Restate verbatim the span of lines below between the line with "Game engine object recognition — detect unopened" and the line with "Game engine object recognition — detect pebble", including those two lines, and only that span.

_ _ _

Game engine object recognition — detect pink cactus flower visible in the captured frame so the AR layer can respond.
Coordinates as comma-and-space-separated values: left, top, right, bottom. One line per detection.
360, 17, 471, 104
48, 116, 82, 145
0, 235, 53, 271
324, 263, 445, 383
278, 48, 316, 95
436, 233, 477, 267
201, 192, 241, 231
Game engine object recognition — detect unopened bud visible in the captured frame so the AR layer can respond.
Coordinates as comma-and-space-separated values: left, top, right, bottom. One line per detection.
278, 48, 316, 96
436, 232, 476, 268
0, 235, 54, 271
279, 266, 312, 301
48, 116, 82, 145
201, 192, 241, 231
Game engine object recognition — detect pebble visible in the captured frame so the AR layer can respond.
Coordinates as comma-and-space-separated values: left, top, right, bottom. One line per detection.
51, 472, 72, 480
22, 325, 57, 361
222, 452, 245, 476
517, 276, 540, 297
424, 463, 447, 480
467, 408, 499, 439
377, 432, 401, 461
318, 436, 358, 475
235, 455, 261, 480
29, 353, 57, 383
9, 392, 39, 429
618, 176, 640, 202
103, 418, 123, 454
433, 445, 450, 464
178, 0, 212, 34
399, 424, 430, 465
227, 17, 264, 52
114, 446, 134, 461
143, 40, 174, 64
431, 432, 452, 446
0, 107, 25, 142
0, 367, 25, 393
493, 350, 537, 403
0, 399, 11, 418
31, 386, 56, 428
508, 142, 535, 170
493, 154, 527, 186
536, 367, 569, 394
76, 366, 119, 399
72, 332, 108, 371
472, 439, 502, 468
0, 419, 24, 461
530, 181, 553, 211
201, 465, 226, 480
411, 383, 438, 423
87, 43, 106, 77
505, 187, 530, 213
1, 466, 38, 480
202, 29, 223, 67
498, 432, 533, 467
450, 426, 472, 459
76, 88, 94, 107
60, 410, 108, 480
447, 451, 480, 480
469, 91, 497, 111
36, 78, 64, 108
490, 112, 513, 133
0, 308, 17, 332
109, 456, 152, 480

_ _ _

Exercise output =
Game engine object recognition — detect unopened bud visible in the captured frame so the AR layer can respond.
Coordinates as comma-and-space-separated values: left, top, right, bottom. One line per detection.
278, 48, 316, 96
436, 232, 476, 268
0, 235, 54, 271
279, 266, 312, 301
48, 116, 82, 145
201, 192, 241, 231
Game engine object recognition — detect pebble visible in the captured frame so the AR layer can respond.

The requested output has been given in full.